* _Exercise aim_
Give the items below as a numbered list with blank lines left out, starting at the line that contains "Would you be able to point to the woman's raised" and ending at the line that contains "column 335, row 164".

=== Input rows ===

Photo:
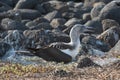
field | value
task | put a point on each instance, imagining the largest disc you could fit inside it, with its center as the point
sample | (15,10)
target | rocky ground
(36,23)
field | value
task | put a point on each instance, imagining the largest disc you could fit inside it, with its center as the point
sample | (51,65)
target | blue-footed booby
(61,51)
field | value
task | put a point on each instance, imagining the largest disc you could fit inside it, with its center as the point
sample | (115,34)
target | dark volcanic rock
(14,38)
(96,9)
(43,25)
(36,21)
(40,9)
(111,11)
(28,13)
(96,24)
(8,2)
(108,23)
(89,3)
(26,4)
(36,38)
(111,36)
(25,21)
(54,5)
(57,22)
(86,17)
(116,49)
(52,15)
(9,24)
(91,42)
(4,48)
(72,22)
(86,62)
(4,7)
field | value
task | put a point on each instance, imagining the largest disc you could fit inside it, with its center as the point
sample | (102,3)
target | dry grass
(53,71)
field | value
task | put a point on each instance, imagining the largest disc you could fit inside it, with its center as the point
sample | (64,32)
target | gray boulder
(4,48)
(56,22)
(96,25)
(28,13)
(52,15)
(26,4)
(111,11)
(110,36)
(9,24)
(96,9)
(14,38)
(108,23)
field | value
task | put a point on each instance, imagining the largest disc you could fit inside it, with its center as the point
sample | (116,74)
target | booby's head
(75,32)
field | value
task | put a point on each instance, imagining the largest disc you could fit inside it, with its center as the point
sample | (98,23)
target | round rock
(111,11)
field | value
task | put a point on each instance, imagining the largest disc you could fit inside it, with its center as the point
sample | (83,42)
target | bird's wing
(61,45)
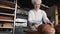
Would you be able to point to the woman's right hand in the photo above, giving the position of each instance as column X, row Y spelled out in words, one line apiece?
column 35, row 25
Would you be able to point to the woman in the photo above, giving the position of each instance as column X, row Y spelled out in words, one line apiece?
column 36, row 15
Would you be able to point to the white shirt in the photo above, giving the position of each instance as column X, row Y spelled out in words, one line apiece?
column 37, row 16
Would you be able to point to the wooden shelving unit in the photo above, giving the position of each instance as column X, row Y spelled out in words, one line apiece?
column 7, row 15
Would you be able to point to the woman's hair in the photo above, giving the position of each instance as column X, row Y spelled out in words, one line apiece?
column 33, row 1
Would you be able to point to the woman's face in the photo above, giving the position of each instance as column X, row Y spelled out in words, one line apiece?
column 36, row 5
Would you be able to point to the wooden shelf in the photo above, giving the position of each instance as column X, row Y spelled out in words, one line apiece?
column 7, row 7
column 21, row 20
column 7, row 14
column 7, row 20
column 6, row 27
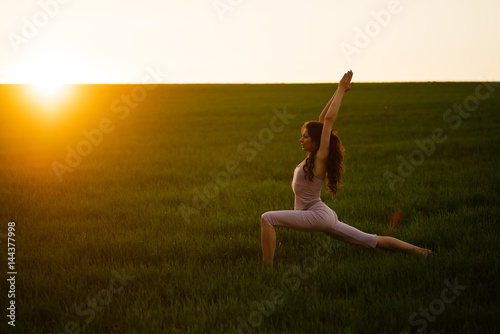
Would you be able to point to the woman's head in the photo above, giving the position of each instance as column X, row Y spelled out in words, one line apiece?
column 310, row 140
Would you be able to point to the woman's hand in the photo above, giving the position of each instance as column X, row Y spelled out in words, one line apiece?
column 345, row 83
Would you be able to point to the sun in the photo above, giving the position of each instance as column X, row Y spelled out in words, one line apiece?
column 49, row 82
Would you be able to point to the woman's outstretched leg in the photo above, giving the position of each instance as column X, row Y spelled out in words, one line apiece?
column 393, row 244
column 268, row 240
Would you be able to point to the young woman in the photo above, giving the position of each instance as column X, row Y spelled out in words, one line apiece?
column 325, row 160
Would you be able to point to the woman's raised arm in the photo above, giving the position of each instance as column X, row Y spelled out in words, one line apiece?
column 330, row 117
column 325, row 110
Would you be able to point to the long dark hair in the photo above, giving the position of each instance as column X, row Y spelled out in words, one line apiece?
column 335, row 164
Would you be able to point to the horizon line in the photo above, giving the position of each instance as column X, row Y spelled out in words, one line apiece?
column 242, row 83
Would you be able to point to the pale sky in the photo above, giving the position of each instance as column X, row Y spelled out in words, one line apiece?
column 254, row 41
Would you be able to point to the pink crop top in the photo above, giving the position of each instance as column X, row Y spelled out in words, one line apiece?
column 305, row 191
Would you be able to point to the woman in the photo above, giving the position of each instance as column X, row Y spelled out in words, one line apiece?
column 325, row 160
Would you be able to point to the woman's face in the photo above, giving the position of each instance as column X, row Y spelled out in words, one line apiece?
column 307, row 142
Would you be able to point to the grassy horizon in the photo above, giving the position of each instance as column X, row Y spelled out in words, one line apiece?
column 107, row 248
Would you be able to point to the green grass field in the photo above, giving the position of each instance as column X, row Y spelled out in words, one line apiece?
column 153, row 225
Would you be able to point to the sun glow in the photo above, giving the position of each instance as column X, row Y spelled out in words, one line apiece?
column 49, row 82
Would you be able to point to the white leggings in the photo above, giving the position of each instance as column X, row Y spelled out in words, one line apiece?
column 320, row 218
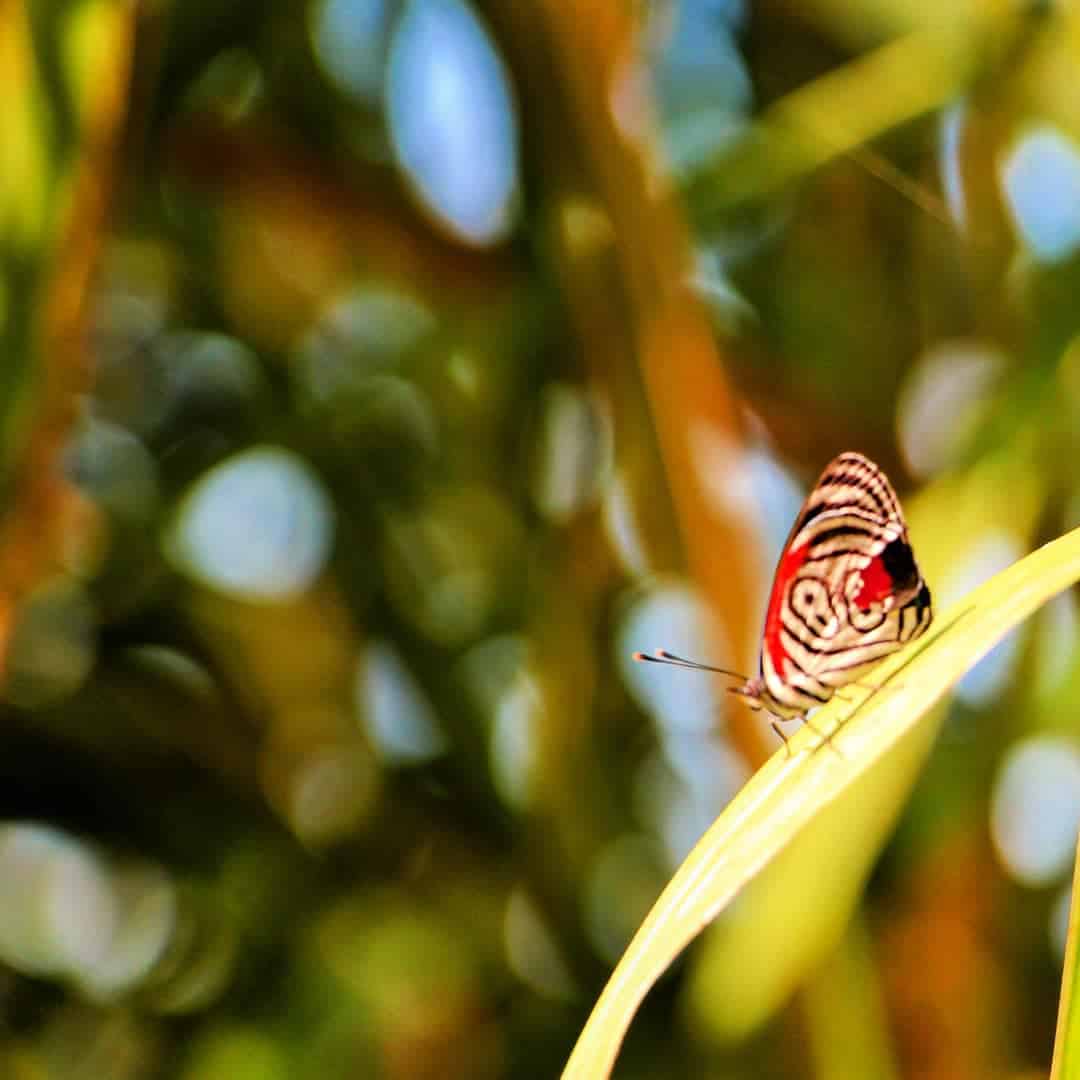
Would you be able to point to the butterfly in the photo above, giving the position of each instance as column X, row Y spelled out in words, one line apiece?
column 846, row 593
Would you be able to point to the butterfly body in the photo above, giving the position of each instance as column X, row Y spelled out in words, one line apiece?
column 847, row 592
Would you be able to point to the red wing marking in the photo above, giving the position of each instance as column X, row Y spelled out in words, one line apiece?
column 877, row 583
column 790, row 563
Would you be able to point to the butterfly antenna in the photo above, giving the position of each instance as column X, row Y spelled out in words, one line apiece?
column 663, row 657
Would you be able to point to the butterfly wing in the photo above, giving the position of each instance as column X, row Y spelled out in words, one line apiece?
column 847, row 590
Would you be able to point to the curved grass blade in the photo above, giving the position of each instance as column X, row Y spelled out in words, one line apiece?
column 885, row 736
column 1067, row 1040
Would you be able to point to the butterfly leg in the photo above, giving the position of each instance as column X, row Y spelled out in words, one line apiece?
column 775, row 727
column 826, row 740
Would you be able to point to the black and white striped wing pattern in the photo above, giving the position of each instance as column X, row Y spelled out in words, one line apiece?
column 847, row 591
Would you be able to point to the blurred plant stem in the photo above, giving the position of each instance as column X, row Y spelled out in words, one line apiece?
column 847, row 1020
column 626, row 261
column 56, row 151
column 1067, row 1039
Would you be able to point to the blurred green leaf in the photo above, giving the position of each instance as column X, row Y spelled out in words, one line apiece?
column 853, row 794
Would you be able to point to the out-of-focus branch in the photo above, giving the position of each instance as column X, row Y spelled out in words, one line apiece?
column 656, row 322
column 62, row 216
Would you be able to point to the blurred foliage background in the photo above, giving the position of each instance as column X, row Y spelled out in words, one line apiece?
column 378, row 375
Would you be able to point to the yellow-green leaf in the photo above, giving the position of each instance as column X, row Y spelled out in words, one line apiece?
column 1067, row 1040
column 880, row 737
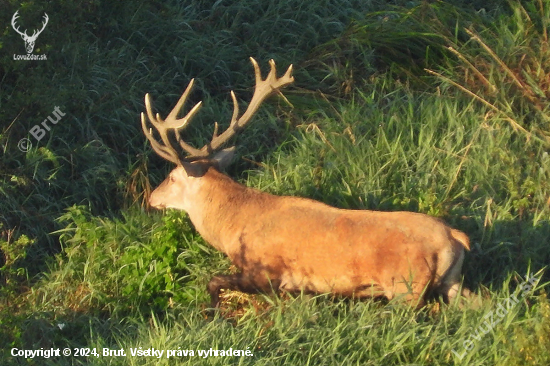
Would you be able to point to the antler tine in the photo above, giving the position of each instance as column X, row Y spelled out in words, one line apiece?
column 15, row 27
column 162, row 150
column 263, row 89
column 167, row 151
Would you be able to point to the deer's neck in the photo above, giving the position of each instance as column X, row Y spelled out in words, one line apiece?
column 219, row 206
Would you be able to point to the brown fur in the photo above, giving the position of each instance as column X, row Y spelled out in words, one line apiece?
column 297, row 244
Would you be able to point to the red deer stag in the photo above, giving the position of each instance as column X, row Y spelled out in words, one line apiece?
column 298, row 244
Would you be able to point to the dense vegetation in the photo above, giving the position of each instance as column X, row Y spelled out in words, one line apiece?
column 427, row 106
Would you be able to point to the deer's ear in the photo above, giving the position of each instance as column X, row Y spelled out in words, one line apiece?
column 224, row 157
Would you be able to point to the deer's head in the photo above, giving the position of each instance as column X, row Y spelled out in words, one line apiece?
column 185, row 178
column 29, row 40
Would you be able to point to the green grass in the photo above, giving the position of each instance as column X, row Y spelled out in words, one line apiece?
column 383, row 115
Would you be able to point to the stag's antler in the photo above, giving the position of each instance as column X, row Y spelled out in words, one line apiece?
column 24, row 34
column 263, row 89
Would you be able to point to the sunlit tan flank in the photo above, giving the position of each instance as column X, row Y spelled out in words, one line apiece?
column 298, row 244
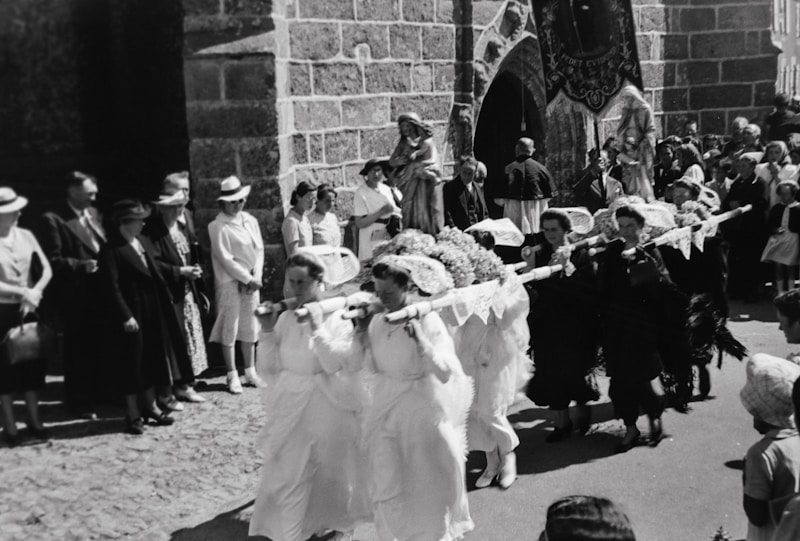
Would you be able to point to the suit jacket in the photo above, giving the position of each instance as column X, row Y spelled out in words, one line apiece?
column 455, row 196
column 64, row 247
column 588, row 193
column 528, row 180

===

* _Response to this task_
1. Would you be able to point to the woman's raised arm in the photo above, giving the position of each instance as column X, row Y spelled out in words, one line apiece?
2. column 330, row 117
3. column 325, row 110
4. Would you be able to point to the long dark hair in the photo above, giving the position of each instance as column X, row Y spelled out in words, one line apiece?
5. column 335, row 164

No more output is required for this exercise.